==== Information shown

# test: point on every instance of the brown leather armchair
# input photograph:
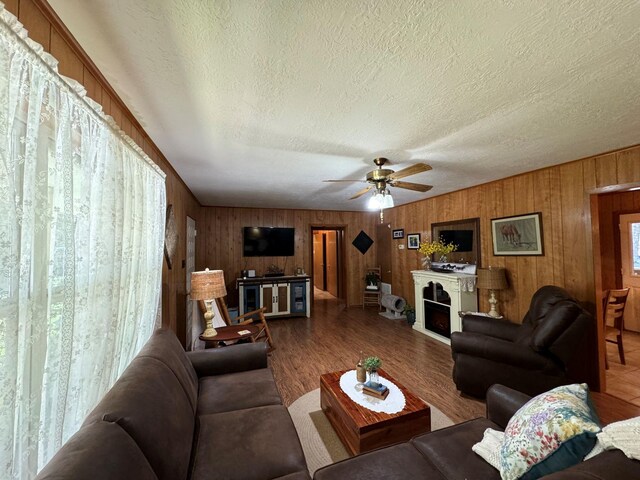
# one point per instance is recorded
(531, 357)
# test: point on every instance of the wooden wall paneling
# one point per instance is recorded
(589, 184)
(91, 85)
(606, 170)
(116, 113)
(69, 64)
(628, 166)
(126, 125)
(524, 201)
(34, 21)
(542, 203)
(12, 6)
(229, 222)
(509, 206)
(574, 249)
(554, 249)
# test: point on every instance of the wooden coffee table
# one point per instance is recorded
(361, 429)
(226, 334)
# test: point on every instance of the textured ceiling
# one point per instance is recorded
(255, 102)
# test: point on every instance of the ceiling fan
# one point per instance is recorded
(381, 178)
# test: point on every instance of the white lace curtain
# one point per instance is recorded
(81, 251)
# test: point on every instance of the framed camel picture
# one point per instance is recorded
(519, 235)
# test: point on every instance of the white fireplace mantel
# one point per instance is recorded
(461, 290)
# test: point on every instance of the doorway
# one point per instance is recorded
(193, 326)
(630, 259)
(327, 262)
(617, 265)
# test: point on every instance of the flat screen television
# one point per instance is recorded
(268, 242)
(462, 238)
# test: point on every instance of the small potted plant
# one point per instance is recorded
(372, 279)
(371, 365)
(410, 313)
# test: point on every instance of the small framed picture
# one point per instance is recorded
(519, 235)
(413, 241)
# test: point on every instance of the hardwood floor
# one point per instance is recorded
(623, 381)
(332, 339)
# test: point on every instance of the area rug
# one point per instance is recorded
(319, 441)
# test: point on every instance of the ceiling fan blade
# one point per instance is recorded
(334, 181)
(418, 187)
(412, 170)
(361, 192)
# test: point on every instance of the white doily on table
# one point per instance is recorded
(394, 402)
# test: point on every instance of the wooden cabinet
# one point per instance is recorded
(439, 299)
(274, 298)
(280, 296)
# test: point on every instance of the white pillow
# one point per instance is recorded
(624, 435)
(489, 447)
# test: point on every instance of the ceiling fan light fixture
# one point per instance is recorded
(387, 200)
(375, 202)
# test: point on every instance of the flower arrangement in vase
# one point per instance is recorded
(435, 248)
(371, 365)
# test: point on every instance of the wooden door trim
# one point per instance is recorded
(342, 261)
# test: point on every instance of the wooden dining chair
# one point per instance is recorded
(613, 308)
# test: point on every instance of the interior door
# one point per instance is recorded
(331, 261)
(318, 260)
(630, 256)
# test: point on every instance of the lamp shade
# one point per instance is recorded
(492, 278)
(207, 285)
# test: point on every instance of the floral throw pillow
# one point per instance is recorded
(551, 432)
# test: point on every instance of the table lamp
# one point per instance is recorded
(208, 285)
(492, 279)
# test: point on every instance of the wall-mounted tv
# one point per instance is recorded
(463, 239)
(268, 242)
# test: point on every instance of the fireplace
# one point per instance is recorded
(437, 309)
(439, 299)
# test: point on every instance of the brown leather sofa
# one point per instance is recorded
(174, 415)
(531, 357)
(447, 454)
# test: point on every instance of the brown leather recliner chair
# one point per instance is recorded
(530, 357)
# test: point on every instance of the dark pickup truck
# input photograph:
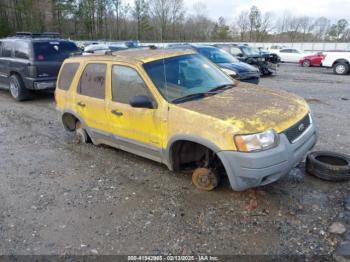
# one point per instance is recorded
(266, 62)
(31, 62)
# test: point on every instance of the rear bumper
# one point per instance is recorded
(247, 170)
(252, 80)
(48, 83)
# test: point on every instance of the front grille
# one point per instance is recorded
(298, 129)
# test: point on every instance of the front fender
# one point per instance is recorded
(190, 138)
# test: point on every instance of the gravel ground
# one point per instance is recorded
(58, 197)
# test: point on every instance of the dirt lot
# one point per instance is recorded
(58, 197)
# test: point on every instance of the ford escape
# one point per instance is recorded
(178, 108)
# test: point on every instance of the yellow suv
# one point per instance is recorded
(177, 108)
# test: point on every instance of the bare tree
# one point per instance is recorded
(242, 23)
(166, 13)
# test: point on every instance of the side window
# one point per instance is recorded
(6, 49)
(127, 83)
(92, 81)
(236, 51)
(68, 72)
(22, 50)
(285, 51)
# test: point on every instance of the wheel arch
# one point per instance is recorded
(175, 141)
(69, 120)
(341, 60)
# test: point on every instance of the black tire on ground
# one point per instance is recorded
(341, 68)
(328, 165)
(306, 63)
(17, 88)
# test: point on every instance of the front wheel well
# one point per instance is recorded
(188, 155)
(341, 61)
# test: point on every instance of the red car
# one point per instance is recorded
(312, 60)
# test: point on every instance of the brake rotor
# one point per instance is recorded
(205, 179)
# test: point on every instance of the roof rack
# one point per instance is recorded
(38, 35)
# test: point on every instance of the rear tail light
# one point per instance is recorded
(32, 71)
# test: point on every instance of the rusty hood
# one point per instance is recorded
(251, 109)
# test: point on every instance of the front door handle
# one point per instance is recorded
(81, 104)
(117, 113)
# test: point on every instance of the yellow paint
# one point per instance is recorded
(157, 126)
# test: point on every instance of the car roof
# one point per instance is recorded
(135, 55)
(37, 39)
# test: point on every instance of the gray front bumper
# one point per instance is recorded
(247, 170)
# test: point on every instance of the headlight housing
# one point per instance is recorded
(257, 142)
(229, 72)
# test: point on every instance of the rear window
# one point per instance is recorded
(54, 50)
(22, 50)
(92, 81)
(67, 74)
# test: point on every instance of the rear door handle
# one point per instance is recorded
(81, 104)
(116, 112)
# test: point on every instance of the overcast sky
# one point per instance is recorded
(332, 9)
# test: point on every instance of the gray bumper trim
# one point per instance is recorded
(247, 170)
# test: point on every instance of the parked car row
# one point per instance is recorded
(178, 106)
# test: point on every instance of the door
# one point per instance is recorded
(90, 98)
(6, 52)
(137, 130)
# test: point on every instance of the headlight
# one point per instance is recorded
(257, 142)
(229, 72)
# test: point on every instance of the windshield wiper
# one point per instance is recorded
(188, 97)
(227, 86)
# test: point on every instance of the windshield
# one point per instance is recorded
(180, 76)
(217, 56)
(54, 50)
(250, 51)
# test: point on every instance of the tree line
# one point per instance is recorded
(161, 20)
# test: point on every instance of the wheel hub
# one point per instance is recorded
(205, 179)
(340, 69)
(14, 88)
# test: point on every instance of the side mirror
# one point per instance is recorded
(141, 102)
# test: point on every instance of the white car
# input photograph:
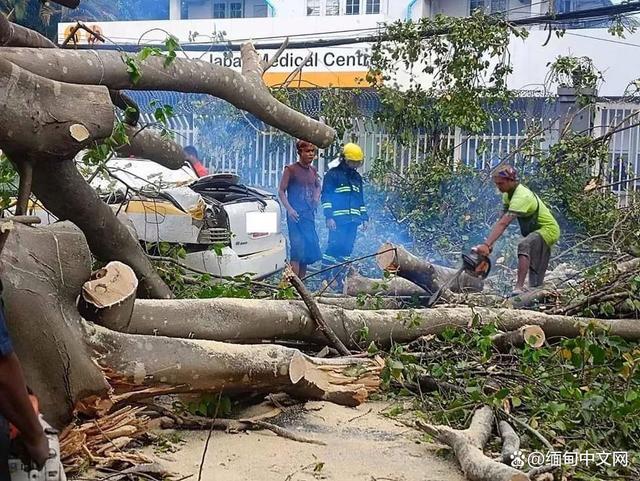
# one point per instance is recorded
(226, 228)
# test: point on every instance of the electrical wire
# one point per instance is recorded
(557, 18)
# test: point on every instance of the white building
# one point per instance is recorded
(199, 23)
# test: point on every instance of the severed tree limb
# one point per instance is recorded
(356, 284)
(530, 335)
(66, 194)
(206, 366)
(43, 270)
(245, 90)
(148, 144)
(468, 444)
(255, 320)
(510, 442)
(315, 313)
(14, 35)
(107, 297)
(42, 117)
(24, 189)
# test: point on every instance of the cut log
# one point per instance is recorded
(468, 444)
(107, 299)
(314, 311)
(356, 284)
(203, 366)
(255, 320)
(530, 335)
(370, 302)
(395, 258)
(245, 90)
(43, 270)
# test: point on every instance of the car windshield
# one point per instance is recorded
(141, 174)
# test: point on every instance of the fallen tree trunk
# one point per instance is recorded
(468, 444)
(107, 298)
(43, 270)
(193, 365)
(395, 258)
(255, 320)
(66, 194)
(531, 335)
(244, 90)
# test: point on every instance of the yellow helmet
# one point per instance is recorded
(353, 152)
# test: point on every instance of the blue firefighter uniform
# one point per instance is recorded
(343, 201)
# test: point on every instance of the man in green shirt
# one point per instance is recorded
(538, 226)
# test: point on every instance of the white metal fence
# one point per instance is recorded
(266, 151)
(623, 167)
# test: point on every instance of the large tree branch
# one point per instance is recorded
(253, 320)
(14, 35)
(66, 194)
(148, 144)
(244, 90)
(42, 117)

========

## [Exercise goal]
In your output, repeat the listing above exactly and include none of the pictures.

## [Problem solution]
# test: point on every instance of the brown leather armchair
# input photograph:
# one point per instance is recorded
(531, 357)
# test: point on every instance of the wooden wall paneling
# one point per instance is recorded
(589, 184)
(91, 85)
(606, 170)
(116, 113)
(69, 64)
(628, 166)
(126, 125)
(524, 201)
(34, 21)
(542, 203)
(12, 6)
(229, 222)
(509, 206)
(574, 249)
(554, 249)
# test: point on every instance of the wooden coffee table
# one point per instance is recorded
(361, 429)
(226, 334)
# test: point on every instance of the textured ceiling
# one point per instance is recorded
(255, 102)
# test: point on every instance of the ceiling fan
# one point per instance is recorded
(381, 178)
# test: point on every instance of the white lace curtain
# one point per instance is recorded
(81, 251)
# test: point on every instance of the framed camel picture
# one point per instance is recorded
(519, 235)
# test: point on every instance of the white fireplace mantel
# one point per instance is recorded
(461, 290)
# test: point on every instance of the doorway
# one point per instance is recorded
(193, 326)
(630, 259)
(327, 262)
(617, 265)
# test: point on every instance of the flat screen television
# one point per instance is recorded
(268, 242)
(462, 238)
# test: point on every instance of the small potted plant
# one point per instance is recorded
(372, 279)
(371, 365)
(410, 313)
# test: point on every instance of the small framed picture
# one point per instance is recorded
(519, 235)
(413, 241)
# test: point on every instance of the hardwood floor
# one point per instance is recorded
(623, 381)
(332, 339)
# test: point on every instance of the area rug
# one point per instance is recorded
(319, 441)
# test: point on every instance of the ceiling fan blade
# one point per instance is recorded
(334, 181)
(418, 187)
(412, 170)
(361, 192)
# test: point on every instance of the white doily on table
# one point per instance is recorded
(394, 402)
# test: point on every instance of the wooden cabinet
# one point per instance is recorded
(439, 299)
(274, 298)
(280, 296)
# test: point on every instance of the white pillow
# one point per instance is recorded
(624, 435)
(489, 447)
# test: point on every instance of the ceiling fan light fixture
# one point per instance is recorded
(387, 200)
(375, 202)
# test: point on every instance of the flower arrangement in vase
# one point per instance is recorded
(435, 248)
(371, 365)
# test: point on every instance of the wooden door trim
# one point per instance is recorded
(342, 261)
# test: point on every instance of the wooden dining chair
# one point per instance is recorded
(613, 308)
# test: point on every instance of the interior door
# one point per instance is recorded
(331, 261)
(318, 260)
(630, 256)
# test: point on every instance of the lamp shade
# one point per instance is recorded
(492, 278)
(207, 285)
# test: point on every instance of the floral throw pillow
# one point per instance is recorded
(551, 432)
# test: point on every instance of the table lamp
# one point per instance is recorded
(208, 285)
(492, 279)
# test: point on every instance of the wall-mounted tv
# one point per instance is recorded
(463, 239)
(268, 242)
# test: point on every instance of the fireplace
# one point per instance is recorded
(437, 309)
(439, 299)
# test: point on every instance of the brown leather sofa
# one point per instance is recorded
(174, 415)
(531, 357)
(447, 454)
# test: point on every instance of the brown leather recliner chair
# one point per instance is recorded
(530, 357)
# test: point on every instance of the dark pickup truck
# input photograph:
# one point per instance is recorded
(266, 62)
(31, 62)
# test: point on every instance of the rear bumper
# one point per instance is recorded
(247, 170)
(252, 80)
(48, 83)
# test: point on every instance of the front grille
# one point per instance is recorded
(298, 129)
# test: point on every instance of the front fender
# one point per instance is recorded
(190, 138)
# test: point on every instance of the gravel ground
# one point per instance is recorded
(58, 197)
# test: point on every instance of the dirt lot
# one point per instance is recorded
(58, 197)
# test: point on every instance of the ford escape
# one point per instance is recorded
(178, 108)
# test: point on every instance of the yellow suv
# one point per instance is recorded
(177, 108)
# test: point on every instance of the bare tree
# one point per instance is recorded
(242, 23)
(166, 13)
# test: point on every instance of the side window
# one point per instance is recorded
(6, 49)
(127, 83)
(92, 81)
(236, 51)
(68, 72)
(22, 50)
(285, 51)
# test: point on every instance of the wheel arch
# one point per instance is recorded
(175, 141)
(69, 120)
(341, 60)
# test: point on every instance of the black tire on ground
# one point per instance is recorded
(341, 68)
(328, 165)
(306, 63)
(17, 88)
# test: point on every instance of the front wheel well
# one point per instance is recorded
(188, 155)
(341, 61)
# test: point on every instance of the red car
# one point per instance is recorded
(312, 60)
# test: point on every instance of the brake rotor
# one point per instance is recorded
(205, 179)
# test: point on every instance of the roof rack
# one point per instance is recorded
(38, 35)
# test: point on every instance of the rear tail light
# one point per instance is recorded
(32, 71)
# test: point on every instance of the rusty hood
# one point per instance is recorded
(251, 109)
# test: point on every instance of the front door handle
# one point per instance is recorded
(81, 104)
(117, 113)
# test: point on every instance of the yellow paint
# one point per instance is recorded
(157, 126)
# test: point on every instance of the car roof
# one point per instance is recorded
(135, 55)
(37, 39)
# test: point on every instance of the gray front bumper
# one point per instance is recorded
(247, 170)
# test: point on every instance of the headlight housing
# one point per instance is recorded
(257, 142)
(229, 72)
# test: point on every instance of the rear window
# one point per instance is recorded
(54, 50)
(22, 50)
(92, 81)
(67, 74)
# test: point on every instance of the rear door handle
# one point per instance is recorded
(81, 104)
(116, 112)
# test: point on every instance of the overcast sky
# one point per instance is recorded
(332, 9)
# test: point on every instance of the gray bumper trim
# one point per instance is recorded
(247, 170)
# test: point on every instance of the parked car row
# one point per instance is recorded
(178, 106)
# test: point on every instance of the door
# one point per instance is recorded
(90, 98)
(6, 52)
(137, 130)
# test: point on every instance of the headlight
# one point per instance is recorded
(257, 142)
(229, 72)
# test: point on every instance of the windshield wiper
# one point per instance is recorded
(188, 97)
(227, 86)
# test: point on every instance of the windshield
# one point per instance is recorded
(180, 76)
(217, 56)
(54, 50)
(250, 51)
# test: point on every instance of the tree line
# one point per instance is recorded
(161, 20)
# test: point on every instance of the wheel hub
# one point per instance is recorded
(205, 179)
(340, 69)
(14, 88)
# test: point on every instance of the side mirror
# one point per instance is recorded
(141, 102)
# test: point on every instance of the white car
# input photograph:
# one point per instance is recorded
(226, 228)
# test: point on every instance of the electrical wire
# one point per instance is recorded
(557, 18)
# test: point on every instance of the white building
# one point per instance is recorded
(199, 23)
# test: point on every instance of the severed tree limb
# one point per instance is recorded
(356, 284)
(530, 335)
(66, 194)
(206, 366)
(43, 270)
(245, 90)
(148, 144)
(468, 444)
(255, 320)
(510, 442)
(315, 313)
(14, 35)
(107, 297)
(42, 117)
(24, 189)
# test: point on every instance of the cut log
# one point per instance is recorded
(468, 444)
(107, 299)
(314, 311)
(356, 284)
(203, 366)
(255, 320)
(530, 335)
(370, 302)
(395, 258)
(245, 90)
(43, 270)
# test: point on every instance of the car windshield
# one point per instance is recorded
(141, 174)
# test: point on every instance of the fallen tree trunk
# one point per instance is recorded
(468, 444)
(107, 298)
(43, 270)
(193, 365)
(395, 258)
(255, 320)
(66, 194)
(531, 335)
(244, 90)
# test: point on every instance of the yellow helmet
# one point per instance is recorded
(353, 152)
# test: point on every instance of the blue firefighter uniform
# one point per instance is recorded
(343, 201)
# test: point on every instance of the man in green shirt
# one point per instance is recorded
(538, 226)
# test: point on every instance of the white metal fence
# one point per instance is recorded
(266, 151)
(623, 167)
# test: point on every instance of the large tree branch
# one point per instance is recorded
(253, 320)
(14, 35)
(66, 194)
(148, 144)
(244, 90)
(42, 117)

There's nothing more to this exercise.